=== EXERCISE DATA ===
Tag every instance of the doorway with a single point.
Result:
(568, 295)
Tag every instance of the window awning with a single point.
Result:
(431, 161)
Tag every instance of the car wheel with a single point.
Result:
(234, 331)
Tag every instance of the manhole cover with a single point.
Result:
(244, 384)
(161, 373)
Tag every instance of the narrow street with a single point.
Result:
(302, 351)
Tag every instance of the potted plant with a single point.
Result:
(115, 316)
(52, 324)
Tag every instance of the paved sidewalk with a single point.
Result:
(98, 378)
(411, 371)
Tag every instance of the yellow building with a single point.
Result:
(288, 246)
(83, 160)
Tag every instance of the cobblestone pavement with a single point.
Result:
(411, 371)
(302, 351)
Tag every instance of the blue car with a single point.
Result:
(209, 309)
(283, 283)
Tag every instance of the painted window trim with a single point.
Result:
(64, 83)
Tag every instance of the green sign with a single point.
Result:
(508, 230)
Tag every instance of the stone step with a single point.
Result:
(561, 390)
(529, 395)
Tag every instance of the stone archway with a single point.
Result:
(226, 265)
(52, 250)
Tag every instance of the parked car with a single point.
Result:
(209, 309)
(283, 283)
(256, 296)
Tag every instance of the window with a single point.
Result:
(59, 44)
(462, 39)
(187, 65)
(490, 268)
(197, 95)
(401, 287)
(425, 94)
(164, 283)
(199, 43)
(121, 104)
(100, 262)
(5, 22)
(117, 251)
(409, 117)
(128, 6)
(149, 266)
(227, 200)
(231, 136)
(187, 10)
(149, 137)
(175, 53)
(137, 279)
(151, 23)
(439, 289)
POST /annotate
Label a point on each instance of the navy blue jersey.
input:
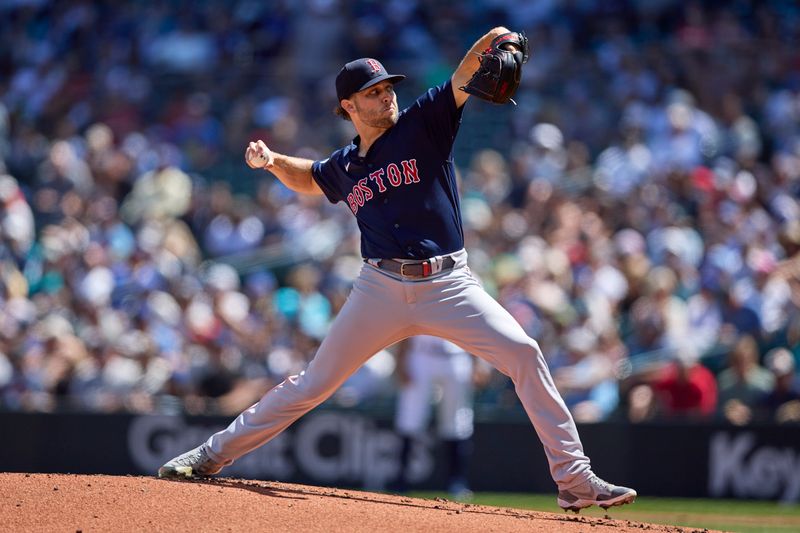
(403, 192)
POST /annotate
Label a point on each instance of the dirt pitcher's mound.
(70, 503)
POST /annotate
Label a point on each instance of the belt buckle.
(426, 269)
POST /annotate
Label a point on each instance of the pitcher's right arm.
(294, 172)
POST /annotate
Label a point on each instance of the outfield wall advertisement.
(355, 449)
===
• **DIRECTIONS FOR THIS TASK**
From the entries above, select each line containing the string "window".

• **REPLY TO THE TASK**
Tag every instance of the window awning with a single point.
Tag every instance of the painted window trim with a single point.
Tag every instance of the window with a single point.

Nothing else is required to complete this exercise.